-------- LISTED RECORDS

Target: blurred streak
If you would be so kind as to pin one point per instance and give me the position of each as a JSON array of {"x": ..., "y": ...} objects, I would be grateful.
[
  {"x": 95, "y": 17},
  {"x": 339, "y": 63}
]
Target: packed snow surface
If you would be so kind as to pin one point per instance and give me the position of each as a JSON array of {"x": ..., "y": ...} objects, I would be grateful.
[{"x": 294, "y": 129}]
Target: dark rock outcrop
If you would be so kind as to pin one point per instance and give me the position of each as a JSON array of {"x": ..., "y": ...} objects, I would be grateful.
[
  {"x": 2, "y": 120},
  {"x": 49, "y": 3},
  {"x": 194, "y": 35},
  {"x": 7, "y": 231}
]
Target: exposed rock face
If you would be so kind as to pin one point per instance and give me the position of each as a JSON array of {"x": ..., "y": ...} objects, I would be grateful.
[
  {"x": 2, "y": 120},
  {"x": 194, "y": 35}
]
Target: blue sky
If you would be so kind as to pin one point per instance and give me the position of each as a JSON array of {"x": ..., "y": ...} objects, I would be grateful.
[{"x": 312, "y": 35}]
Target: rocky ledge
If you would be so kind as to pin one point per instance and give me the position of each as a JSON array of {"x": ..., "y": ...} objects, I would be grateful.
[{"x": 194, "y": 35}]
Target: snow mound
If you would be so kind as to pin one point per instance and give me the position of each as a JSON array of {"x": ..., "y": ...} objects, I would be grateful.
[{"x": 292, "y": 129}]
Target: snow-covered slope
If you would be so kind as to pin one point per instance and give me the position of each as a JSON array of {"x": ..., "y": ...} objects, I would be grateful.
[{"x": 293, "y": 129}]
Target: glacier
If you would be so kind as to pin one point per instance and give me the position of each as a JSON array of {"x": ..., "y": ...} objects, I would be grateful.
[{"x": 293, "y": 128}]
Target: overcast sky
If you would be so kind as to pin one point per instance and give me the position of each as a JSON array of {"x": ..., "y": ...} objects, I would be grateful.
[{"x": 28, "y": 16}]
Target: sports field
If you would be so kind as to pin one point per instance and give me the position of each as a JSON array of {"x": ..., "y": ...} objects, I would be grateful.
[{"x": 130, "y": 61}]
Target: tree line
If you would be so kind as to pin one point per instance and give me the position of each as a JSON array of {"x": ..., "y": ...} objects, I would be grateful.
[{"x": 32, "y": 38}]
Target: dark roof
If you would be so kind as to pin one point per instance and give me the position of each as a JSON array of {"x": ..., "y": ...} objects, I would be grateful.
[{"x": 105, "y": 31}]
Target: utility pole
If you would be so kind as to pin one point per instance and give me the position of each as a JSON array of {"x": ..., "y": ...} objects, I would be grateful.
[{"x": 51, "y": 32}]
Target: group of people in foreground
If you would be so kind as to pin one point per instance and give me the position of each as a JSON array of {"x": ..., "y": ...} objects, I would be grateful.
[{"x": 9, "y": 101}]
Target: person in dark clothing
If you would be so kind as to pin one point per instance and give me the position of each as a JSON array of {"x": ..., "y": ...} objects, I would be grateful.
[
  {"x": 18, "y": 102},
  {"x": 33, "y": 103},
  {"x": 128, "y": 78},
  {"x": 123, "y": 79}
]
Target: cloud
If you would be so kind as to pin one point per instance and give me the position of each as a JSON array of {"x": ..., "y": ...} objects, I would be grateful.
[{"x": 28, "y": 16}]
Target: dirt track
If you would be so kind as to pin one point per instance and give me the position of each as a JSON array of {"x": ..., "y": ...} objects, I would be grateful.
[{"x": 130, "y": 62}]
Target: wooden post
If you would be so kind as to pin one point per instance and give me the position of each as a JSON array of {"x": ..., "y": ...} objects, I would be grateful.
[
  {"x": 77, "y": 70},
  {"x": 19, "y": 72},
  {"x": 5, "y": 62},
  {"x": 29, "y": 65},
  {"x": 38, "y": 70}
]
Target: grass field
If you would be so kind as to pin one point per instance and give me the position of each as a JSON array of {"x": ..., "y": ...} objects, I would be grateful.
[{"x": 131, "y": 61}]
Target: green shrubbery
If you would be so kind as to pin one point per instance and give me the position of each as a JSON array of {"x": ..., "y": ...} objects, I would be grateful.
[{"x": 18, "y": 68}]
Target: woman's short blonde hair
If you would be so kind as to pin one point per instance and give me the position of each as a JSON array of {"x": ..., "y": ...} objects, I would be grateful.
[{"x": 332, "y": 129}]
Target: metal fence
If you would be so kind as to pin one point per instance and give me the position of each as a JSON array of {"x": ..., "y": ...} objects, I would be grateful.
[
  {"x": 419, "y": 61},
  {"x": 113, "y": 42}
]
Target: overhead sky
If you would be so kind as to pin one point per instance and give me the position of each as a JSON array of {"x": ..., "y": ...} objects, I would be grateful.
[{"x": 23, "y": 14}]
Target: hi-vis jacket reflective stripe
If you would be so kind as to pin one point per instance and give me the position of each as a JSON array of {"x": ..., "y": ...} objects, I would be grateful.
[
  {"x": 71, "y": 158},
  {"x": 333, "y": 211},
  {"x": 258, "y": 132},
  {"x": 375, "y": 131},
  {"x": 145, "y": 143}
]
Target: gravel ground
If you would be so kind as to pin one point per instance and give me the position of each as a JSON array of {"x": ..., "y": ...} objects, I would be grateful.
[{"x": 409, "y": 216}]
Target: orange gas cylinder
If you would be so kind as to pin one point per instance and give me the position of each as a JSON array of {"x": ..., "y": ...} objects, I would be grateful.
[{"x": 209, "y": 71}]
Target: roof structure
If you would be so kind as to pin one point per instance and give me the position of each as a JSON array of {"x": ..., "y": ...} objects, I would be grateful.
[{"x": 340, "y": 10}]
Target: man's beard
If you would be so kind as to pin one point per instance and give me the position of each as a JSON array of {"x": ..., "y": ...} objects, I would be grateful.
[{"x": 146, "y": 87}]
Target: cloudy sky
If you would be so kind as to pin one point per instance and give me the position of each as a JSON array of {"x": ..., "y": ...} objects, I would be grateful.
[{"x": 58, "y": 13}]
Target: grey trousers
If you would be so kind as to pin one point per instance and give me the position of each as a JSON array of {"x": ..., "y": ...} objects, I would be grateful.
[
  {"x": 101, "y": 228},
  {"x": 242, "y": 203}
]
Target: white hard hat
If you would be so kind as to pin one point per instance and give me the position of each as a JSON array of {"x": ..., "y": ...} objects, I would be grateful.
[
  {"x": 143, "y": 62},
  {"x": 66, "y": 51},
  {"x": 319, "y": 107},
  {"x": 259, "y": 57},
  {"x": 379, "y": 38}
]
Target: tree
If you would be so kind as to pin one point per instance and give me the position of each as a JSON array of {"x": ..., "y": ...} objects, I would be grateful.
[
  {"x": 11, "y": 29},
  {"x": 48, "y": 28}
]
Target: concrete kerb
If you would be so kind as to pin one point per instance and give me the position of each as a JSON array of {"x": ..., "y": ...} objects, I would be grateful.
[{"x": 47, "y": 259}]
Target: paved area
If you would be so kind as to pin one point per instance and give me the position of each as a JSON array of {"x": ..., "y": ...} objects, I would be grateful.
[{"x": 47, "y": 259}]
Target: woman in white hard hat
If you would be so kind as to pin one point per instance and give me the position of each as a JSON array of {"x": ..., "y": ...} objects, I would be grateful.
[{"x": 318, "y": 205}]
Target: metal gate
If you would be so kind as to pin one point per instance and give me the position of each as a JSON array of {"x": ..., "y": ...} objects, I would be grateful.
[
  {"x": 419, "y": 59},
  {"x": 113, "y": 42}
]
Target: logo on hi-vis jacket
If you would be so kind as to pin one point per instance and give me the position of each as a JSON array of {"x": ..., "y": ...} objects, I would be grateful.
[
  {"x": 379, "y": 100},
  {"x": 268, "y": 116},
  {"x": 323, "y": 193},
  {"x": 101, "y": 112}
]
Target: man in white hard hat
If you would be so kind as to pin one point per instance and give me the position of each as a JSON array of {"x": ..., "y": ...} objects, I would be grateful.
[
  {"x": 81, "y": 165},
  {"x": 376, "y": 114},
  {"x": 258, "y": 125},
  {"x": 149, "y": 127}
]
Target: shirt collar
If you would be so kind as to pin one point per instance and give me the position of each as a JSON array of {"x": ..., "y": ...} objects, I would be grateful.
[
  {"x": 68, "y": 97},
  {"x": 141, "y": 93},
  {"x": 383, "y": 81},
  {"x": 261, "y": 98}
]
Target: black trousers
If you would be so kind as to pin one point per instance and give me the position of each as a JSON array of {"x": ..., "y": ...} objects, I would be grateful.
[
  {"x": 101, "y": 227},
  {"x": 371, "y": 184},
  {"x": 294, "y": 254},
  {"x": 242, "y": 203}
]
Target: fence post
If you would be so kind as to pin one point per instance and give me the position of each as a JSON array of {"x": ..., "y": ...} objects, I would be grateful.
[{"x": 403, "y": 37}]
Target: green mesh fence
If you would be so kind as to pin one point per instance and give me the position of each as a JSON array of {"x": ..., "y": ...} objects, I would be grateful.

----------------

- GIVEN PROBLEM: Copy exactly the lines from the one containing "Target: black trousers" through the last line of the records, both included, and nothing else.

- THE OUTPUT:
Target: black trousers
If you would be so kind as to pin one point per instance and give me the position of each as a JSON array of {"x": ..., "y": ...} objects, I would be grateful.
[
  {"x": 101, "y": 227},
  {"x": 371, "y": 184},
  {"x": 294, "y": 254},
  {"x": 242, "y": 203}
]
Target: fence post
If you would be so kind as to pin one point per instance and give me the position of each as a JSON array of {"x": ..., "y": ...} objects, I would be grateful.
[{"x": 403, "y": 37}]
Target: green mesh fence
If you would be so kind as to pin one point per instance and give me the position of each as a JSON array of {"x": ..., "y": ...} objects, I would be grateful.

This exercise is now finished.